◆ **Instruction**
Read the data and repeat all of it exactly.

— Start of Provided entries —

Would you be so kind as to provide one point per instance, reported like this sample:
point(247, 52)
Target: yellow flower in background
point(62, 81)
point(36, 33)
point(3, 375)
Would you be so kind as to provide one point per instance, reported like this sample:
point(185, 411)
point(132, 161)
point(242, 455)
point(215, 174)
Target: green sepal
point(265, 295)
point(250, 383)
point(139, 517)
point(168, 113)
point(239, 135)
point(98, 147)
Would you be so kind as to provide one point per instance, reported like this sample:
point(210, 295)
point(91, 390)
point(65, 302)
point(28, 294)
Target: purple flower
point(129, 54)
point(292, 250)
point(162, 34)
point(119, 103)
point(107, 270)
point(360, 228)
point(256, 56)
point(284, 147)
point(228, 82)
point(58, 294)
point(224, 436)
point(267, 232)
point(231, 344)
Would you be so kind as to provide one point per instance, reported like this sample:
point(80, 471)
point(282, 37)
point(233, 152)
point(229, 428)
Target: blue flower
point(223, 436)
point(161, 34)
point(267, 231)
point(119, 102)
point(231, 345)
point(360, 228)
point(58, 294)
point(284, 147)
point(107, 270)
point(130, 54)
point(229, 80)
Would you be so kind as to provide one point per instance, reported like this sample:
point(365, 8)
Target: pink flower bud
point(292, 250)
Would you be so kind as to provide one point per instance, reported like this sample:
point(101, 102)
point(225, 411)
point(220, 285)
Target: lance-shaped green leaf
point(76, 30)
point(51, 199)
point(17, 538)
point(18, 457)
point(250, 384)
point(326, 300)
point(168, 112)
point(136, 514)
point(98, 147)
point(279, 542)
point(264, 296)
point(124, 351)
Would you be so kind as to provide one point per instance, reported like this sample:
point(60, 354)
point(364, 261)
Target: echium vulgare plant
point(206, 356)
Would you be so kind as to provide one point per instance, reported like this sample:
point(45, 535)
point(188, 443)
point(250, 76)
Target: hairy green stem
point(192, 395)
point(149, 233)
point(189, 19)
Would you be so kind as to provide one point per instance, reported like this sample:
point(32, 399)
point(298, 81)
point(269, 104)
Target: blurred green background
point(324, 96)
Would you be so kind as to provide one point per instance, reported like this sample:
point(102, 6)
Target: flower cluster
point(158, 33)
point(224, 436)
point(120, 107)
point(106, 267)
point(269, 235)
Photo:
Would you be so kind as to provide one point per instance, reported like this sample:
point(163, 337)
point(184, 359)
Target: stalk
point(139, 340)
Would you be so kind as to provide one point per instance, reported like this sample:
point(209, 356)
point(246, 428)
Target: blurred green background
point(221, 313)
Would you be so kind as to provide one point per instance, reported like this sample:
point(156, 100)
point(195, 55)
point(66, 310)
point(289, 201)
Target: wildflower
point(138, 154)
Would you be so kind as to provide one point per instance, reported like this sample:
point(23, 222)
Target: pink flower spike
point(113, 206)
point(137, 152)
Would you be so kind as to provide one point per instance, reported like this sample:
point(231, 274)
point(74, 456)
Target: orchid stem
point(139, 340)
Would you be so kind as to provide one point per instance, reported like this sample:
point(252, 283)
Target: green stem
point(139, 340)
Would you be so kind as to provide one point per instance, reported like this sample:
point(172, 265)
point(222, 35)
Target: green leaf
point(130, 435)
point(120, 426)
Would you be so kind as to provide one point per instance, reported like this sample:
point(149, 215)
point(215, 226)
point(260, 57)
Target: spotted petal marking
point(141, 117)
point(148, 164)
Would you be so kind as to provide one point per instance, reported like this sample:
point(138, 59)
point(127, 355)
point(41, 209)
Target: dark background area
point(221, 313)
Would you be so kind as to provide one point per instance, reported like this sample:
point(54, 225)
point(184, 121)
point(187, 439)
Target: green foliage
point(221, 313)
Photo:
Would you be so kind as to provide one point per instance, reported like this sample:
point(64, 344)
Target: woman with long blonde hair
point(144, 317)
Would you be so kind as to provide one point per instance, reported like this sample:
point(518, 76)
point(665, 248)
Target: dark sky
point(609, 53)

— End of Provided entries —

◆ **Response to the task**
Would you be so kind as to provide one point per instance, reported like this sample:
point(247, 52)
Target: yellow flower in background
point(62, 81)
point(36, 33)
point(3, 375)
Would you be so kind as to provide one point per instance, reported like this sample:
point(185, 411)
point(132, 161)
point(242, 455)
point(215, 174)
Target: green sepal
point(265, 295)
point(250, 383)
point(139, 517)
point(168, 113)
point(239, 135)
point(98, 147)
Would you be so kind as to provide one point per instance, reported like this sample:
point(210, 295)
point(91, 390)
point(65, 302)
point(28, 294)
Target: purple flower
point(129, 54)
point(292, 250)
point(162, 34)
point(119, 103)
point(107, 270)
point(360, 228)
point(256, 56)
point(284, 147)
point(228, 82)
point(58, 294)
point(224, 436)
point(267, 232)
point(231, 344)
Would you be so kind as to provide one point per instance, reported like this sample:
point(80, 471)
point(282, 37)
point(233, 152)
point(229, 428)
Target: blue flower
point(223, 436)
point(161, 34)
point(267, 231)
point(119, 102)
point(231, 345)
point(360, 228)
point(58, 294)
point(284, 147)
point(107, 270)
point(130, 54)
point(229, 80)
Would you be so kind as to provide one point per instance, reported like this sample:
point(365, 8)
Target: pink flower bud
point(292, 250)
Would you be so kind as to provide one point per instance, reported like this sample:
point(101, 102)
point(225, 411)
point(220, 285)
Target: lance-shaped green leaf
point(76, 30)
point(51, 199)
point(17, 538)
point(18, 457)
point(250, 384)
point(326, 300)
point(168, 112)
point(136, 514)
point(98, 147)
point(279, 542)
point(264, 296)
point(124, 351)
Would you be so kind as to provide one point per instance, reported like this sample:
point(60, 354)
point(364, 261)
Target: echium vulgare plant
point(206, 356)
Would you be so kind as to provide one point per instance, reported like this sample:
point(45, 535)
point(188, 443)
point(250, 76)
Target: hairy green stem
point(192, 395)
point(149, 233)
point(189, 19)
Would you be so kind as to provide one point per instance, reported like this sample:
point(32, 399)
point(298, 81)
point(269, 104)
Target: blurred green background
point(324, 96)
Would you be so kind as to provide one point per instance, reported like this sample:
point(102, 6)
Target: flower cluster
point(158, 33)
point(224, 436)
point(120, 107)
point(106, 267)
point(269, 235)
Photo:
Would you be so kind as to provide one point per instance, reported like this sample:
point(163, 337)
point(184, 359)
Target: stalk
point(139, 340)
Would you be so kind as to provide one point per instance, reported like this sample:
point(209, 356)
point(246, 428)
Target: blurred green background
point(221, 313)
Would you be so kind as to provide one point per instance, reported like this sample:
point(156, 100)
point(195, 55)
point(66, 310)
point(289, 201)
Target: wildflower
point(138, 154)
Would you be so kind as to provide one point per instance, reported like this sample:
point(23, 222)
Target: pink flower spike
point(113, 206)
point(137, 152)
Would you be so kind as to provide one point per instance, reported like this sample:
point(231, 274)
point(74, 456)
Target: orchid stem
point(139, 340)
Would you be so kind as to provide one point per instance, reported like this sample:
point(252, 283)
Target: green stem
point(139, 340)
Would you be so kind as to provide one point per instance, reported like this sample:
point(172, 265)
point(222, 35)
Target: green leaf
point(130, 435)
point(120, 426)
Would you be so kind as to provide one point per instance, reported like this sample:
point(149, 215)
point(215, 226)
point(260, 57)
Target: spotted petal marking
point(141, 117)
point(148, 164)
Would you be so kind as to provide one point per instance, reported like this sample:
point(138, 59)
point(127, 355)
point(41, 209)
Target: dark background area
point(221, 313)
Would you be so kind as to provide one point per instance, reported like this sample:
point(54, 225)
point(184, 121)
point(187, 439)
Target: green foliage
point(221, 313)
Photo:
Would you be so kind as to provide one point per instance, reported like this sample:
point(64, 344)
Target: woman with long blonde hair
point(144, 317)
Would you be so kind as to provide one point per instance, reported like this sample:
point(518, 76)
point(665, 248)
Target: dark sky
point(609, 53)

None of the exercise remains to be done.